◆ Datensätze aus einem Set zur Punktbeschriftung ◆
==============================

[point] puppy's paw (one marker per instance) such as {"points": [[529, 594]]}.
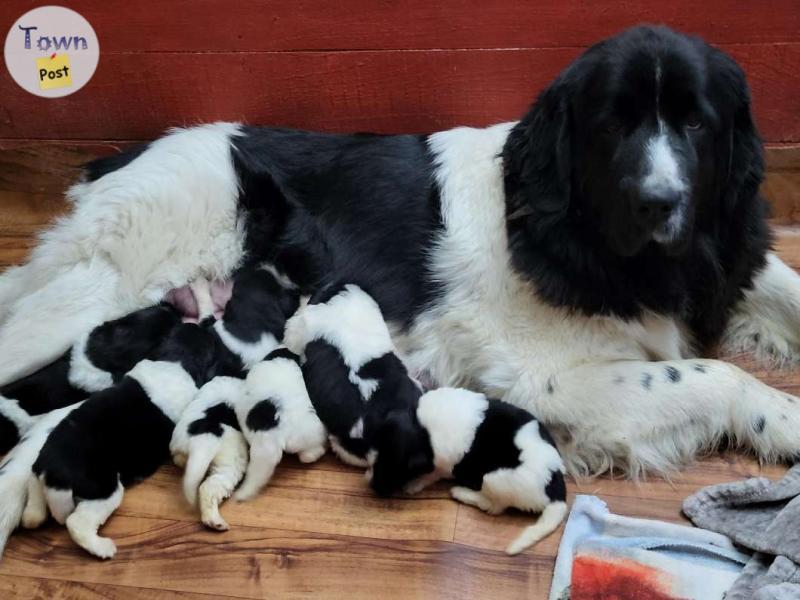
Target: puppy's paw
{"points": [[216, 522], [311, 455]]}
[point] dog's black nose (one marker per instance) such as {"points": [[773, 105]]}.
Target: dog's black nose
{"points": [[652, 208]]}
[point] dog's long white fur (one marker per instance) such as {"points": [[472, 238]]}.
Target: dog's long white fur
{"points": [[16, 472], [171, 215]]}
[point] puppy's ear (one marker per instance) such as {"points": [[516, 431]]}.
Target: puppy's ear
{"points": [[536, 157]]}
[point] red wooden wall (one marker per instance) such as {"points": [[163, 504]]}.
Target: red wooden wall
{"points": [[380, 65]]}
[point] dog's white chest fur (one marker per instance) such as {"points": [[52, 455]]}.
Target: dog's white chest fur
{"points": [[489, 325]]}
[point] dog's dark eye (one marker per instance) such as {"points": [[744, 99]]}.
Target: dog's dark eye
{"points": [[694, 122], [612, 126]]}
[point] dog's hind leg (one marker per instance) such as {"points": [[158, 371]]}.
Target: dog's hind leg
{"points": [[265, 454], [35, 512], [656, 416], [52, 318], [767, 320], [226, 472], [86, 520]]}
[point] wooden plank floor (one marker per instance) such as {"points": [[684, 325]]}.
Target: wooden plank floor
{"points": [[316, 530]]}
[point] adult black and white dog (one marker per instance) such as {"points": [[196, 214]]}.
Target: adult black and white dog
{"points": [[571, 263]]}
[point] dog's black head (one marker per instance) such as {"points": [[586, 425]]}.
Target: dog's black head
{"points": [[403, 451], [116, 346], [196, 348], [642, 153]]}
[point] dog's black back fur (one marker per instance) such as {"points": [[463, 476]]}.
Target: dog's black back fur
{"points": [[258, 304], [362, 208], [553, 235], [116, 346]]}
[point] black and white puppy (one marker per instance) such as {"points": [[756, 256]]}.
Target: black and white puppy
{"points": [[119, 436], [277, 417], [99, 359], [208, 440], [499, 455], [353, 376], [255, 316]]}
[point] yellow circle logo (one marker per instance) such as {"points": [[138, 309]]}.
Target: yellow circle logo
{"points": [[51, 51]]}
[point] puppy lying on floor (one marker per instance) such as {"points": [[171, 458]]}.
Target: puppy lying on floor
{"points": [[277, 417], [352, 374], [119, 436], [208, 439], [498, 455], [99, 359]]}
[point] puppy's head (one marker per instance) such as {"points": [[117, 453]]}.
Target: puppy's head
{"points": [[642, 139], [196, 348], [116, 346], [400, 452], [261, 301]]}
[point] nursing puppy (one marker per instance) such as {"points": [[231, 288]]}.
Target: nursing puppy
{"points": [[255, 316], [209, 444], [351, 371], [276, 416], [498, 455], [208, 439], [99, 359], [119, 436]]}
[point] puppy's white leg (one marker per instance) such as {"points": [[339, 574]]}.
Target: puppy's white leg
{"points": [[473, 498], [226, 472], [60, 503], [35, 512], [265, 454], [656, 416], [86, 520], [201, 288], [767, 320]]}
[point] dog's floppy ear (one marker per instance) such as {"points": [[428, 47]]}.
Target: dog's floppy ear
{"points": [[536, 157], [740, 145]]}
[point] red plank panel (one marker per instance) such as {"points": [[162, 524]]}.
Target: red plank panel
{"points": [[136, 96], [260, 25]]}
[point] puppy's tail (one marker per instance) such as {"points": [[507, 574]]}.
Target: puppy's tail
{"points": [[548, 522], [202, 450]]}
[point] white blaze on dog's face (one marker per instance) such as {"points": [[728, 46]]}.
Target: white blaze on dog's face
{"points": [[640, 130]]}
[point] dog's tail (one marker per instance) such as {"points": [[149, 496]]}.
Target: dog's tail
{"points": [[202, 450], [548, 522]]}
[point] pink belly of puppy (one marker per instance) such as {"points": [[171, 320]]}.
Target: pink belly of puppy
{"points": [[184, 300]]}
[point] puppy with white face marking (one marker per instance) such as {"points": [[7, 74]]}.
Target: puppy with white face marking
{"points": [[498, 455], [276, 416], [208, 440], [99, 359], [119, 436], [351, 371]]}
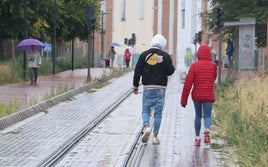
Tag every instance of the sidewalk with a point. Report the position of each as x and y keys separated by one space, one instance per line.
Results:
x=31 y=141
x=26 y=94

==============================

◆ AUFGABENSTELLUNG ◆
Gib bitte sämtliche Datensätze oben wortgetreu wieder, lass die Bilder dabei aber weg.

◆ LÖSUNG ◆
[point] puppy's paw (one marker per instance) such as {"points": [[529, 594]]}.
Target: puppy's paw
{"points": [[216, 522], [311, 455]]}
[point] dog's black nose (one marker per instance) such as {"points": [[773, 105]]}.
Target: dog's black nose
{"points": [[652, 208]]}
[point] dog's long white fur (one marker per instance) such as {"points": [[472, 238]]}.
Target: dog's long white fur
{"points": [[16, 472], [171, 215]]}
[point] puppy's ear (one marker per instance) such as {"points": [[516, 431]]}.
Target: puppy's ear
{"points": [[536, 157]]}
[point] red wooden wall (one marker per instance) such as {"points": [[163, 504]]}.
Target: red wooden wall
{"points": [[380, 65]]}
[point] dog's white chest fur (one marker per instance) such as {"points": [[52, 455]]}.
Target: dog's white chest fur
{"points": [[489, 325]]}
[point] dog's dark eye (one marker per instance) such as {"points": [[744, 99]]}.
Target: dog's dark eye
{"points": [[694, 122], [612, 126]]}
[point] dog's hind leg (one marker per instance) such as {"points": [[158, 371]]}.
Target: dog's hind leg
{"points": [[265, 454], [35, 512], [656, 416], [52, 318], [767, 320], [226, 472], [86, 520]]}
[point] wooden plank floor (one marker per instance) such as {"points": [[684, 325]]}.
Target: wooden plank floor
{"points": [[316, 530]]}
[point] adult black and white dog (one marker per instance) such as {"points": [[196, 214]]}.
Target: adult black and white dog
{"points": [[571, 263]]}
[point] dog's black head (one marker per instance) such as {"points": [[586, 425]]}.
Target: dog's black head
{"points": [[403, 451], [116, 346], [196, 348], [642, 153]]}
[point] dog's black back fur (one marker per instance) such as {"points": [[463, 476]]}.
Target: dog's black back fur
{"points": [[258, 304], [362, 208], [553, 235], [116, 346]]}
[point] black and white puppy (one marker per instance) such as {"points": [[756, 256]]}.
Target: black and white puppy
{"points": [[119, 436], [277, 417], [99, 359], [208, 440], [499, 455], [353, 376], [255, 316]]}
[point] yellow circle logo (one marker per instance) such as {"points": [[138, 309]]}.
Target: yellow circle logo
{"points": [[51, 51]]}
[point] puppy lying on floor (one marker per instance) such as {"points": [[171, 458]]}.
Target: puppy lying on floor
{"points": [[277, 417], [352, 374], [119, 436], [208, 439], [498, 455], [99, 359]]}
[point] puppy's head (one marker per instance) such as {"points": [[117, 453]]}.
Target: puppy's head
{"points": [[642, 139], [196, 348], [116, 346], [400, 452], [261, 301]]}
[point] nursing puppy (one marker per instance) such as {"points": [[231, 288]]}.
Target: nursing puppy
{"points": [[255, 316], [209, 444], [351, 371], [276, 416], [498, 455], [208, 439], [99, 359], [119, 436]]}
[point] puppy's white leg (one marker per instance) such as {"points": [[339, 574]]}.
Target: puppy's white leg
{"points": [[473, 498], [226, 472], [60, 503], [35, 512], [265, 454], [656, 416], [86, 520], [201, 288], [767, 320]]}
[point] dog's floppy ear (one marker per instance) such as {"points": [[428, 47]]}.
Target: dog's floppy ear
{"points": [[536, 157], [740, 145]]}
[point] red plank panel (one marker per instance) such as {"points": [[162, 524]]}.
Target: red plank panel
{"points": [[136, 96], [260, 25]]}
[point] puppy's tail (one marker per instance) such as {"points": [[507, 574]]}.
Target: puppy's tail
{"points": [[548, 522], [202, 450]]}
[point] white blaze on dog's face (one marker per instance) such as {"points": [[728, 46]]}.
Target: white blaze on dog's face
{"points": [[640, 130]]}
[point] dog's tail (one marker per instance) such as {"points": [[149, 496]]}.
Target: dog's tail
{"points": [[202, 450], [548, 522]]}
[point] pink belly of puppy (one marker per instance) such as {"points": [[171, 320]]}.
Target: pink belly of puppy
{"points": [[184, 300]]}
[point] puppy with white face marking (one marker per instance) such as {"points": [[7, 74]]}.
Target: puppy with white face marking
{"points": [[498, 455], [276, 416], [208, 440], [99, 359], [119, 436], [351, 371]]}
Tag every instance of the sidewalk with a point. Report the position of each as x and y keys separated by one space, one instance per line.
Results:
x=31 y=141
x=26 y=94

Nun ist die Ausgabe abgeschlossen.